To enable external use of the model, CanESM has been ported to compile with the GNU compiler, and suitable Docker and Singularity containers created. Tagged versions of the model should have been tested to function on Cedar. There is no guarantee for non-tagged versions. At the time of writing, the latest tagged version verfied on Cedar is v5.0.10.

Working with CanESM on Cedar requires working with singularity and interacting with the SLURM workload manager. For information on these software, interested readers are directored to the provided links, as as the Cedar specific and more general Compute Canada wiki.

We are going to use the space ~/project/$USER to store some persistent data, and we’ll put some important files in $HOME. You may changes this if you so desire (e.g. to ~/scratch, but note that this space is temporary and periodically deleted).

For setting up a model run, we are going to use the ~/scratch space, which is temporary space that can handle lots of data (note, data here will be deleted after 60 days or so). For CanESM, we often use the concept of a RUNID as a unique identifier of an individual run. We normally create a dedicated directory to work in for each RUNID.

Note

Only a small number of model configurations are made available. There is no support whatsoever available for using CanESM. We do not certify that the code runs correctly. This is strictly an alpha testing project with no guarantees whatsoever.

Initial Setup (One Time)

Get the source code

Recursively clone the CanESM source code and checkout the desired version for the model, and its helper tools. We’ll put the source code in our home directory as it is small, we want to keep it permanently, and home has relatively fast access:

cd ~/
# clone the code and the desired submodules
git clone --recursive https://gitlab.com/cccma/canesm

Note

you might want to clone from git@gitlab.com:cccma/canesm.git instead. This will avoid having to enter your password on every push. It requires setting up SSH keys and entering your public SSH key into gitlab (see here).

◆ TASK REQUIREMENTS ◆
1. For each statement, say whether the CanESM setup excerpt agrees with it, answering yes or no and quoting the words of the excerpt that decide it. (a) Non-tagged versions of the model are guaranteed to work on Cedar. (b) Data kept in the ~/scratch space is deleted after 60 days or so. (c) The source code is placed in the home directory.
2. Repeat the part of the CanESM setup excerpt from "We are going to use the space" up to and including "no guarantees whatsoever.", word for word.
3. Carry on the CanESM setup excerpt from the point where it stops.
The lines that follow have nothing to do with the CanESM setup excerpt.

◆ AVAILABLE DATA ◆
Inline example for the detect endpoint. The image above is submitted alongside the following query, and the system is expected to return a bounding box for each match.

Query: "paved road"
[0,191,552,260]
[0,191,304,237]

◆ SOLVED PROBLEMS ◆
1.
(a) No: "There is no guarantee for non-tagged versions."
(b) Yes: "data here will be deleted after 60 days or so"
(c) Yes: "We’ll put the source code in our home directory"

2.
We are going to use the space ~/project/$USER to store some persistent data, and we’ll put some important files in $HOME. You may changes this if you so desire (e.g. to ~/scratch, but note that this space is temporary and periodically deleted).

For setting up a model run, we are going to use the ~/scratch space, which is temporary space that can handle lots of data (note, data here will be deleted after 60 days or so). For CanESM, we often use the concept of a RUNID as a unique identifier of an individual run. We normally create a dedicated directory to work in for each RUNID.

Note

Only a small number of model configurations are made available. There is no support whatsoever available for using CanESM. We do not certify that the code runs correctly. This is strictly an alpha testing project with no guarantees whatsoever.

3.
Once this repository is cloned, it allows you a place to inspect/make changes to the source code, as well as gain access to various helper tools that will make it easier to setup and run self-contained experiments. It should be noted that the default branch, develop_canesm is continually updated. If you would like to be sure you are using a stable version of the codes, it is recommended that you use one of the available tags, which by convention are created across all sub-repos in addition to the super repo. To see the available tags, see here or run git tag within the repo.

Note

Only tags including and after v5.0.10 support the functionality discussed in this document.

Note

To easily checkout a consistent version across all submodules and the super-repo, you can use CCCma_tools/tools/git-scheckout BRANCH_OR_TAG_COMMIT:

CCCma_tools/tools/git-scheckout v5.0.10

Or if already on your $PATH, you can simply run

git scheckout v5.0.10

Add Tools to your $PATH

To help with the setup/development and running of CanESM, it is advised to add a few things to your environment.

CCCma “s-scripts”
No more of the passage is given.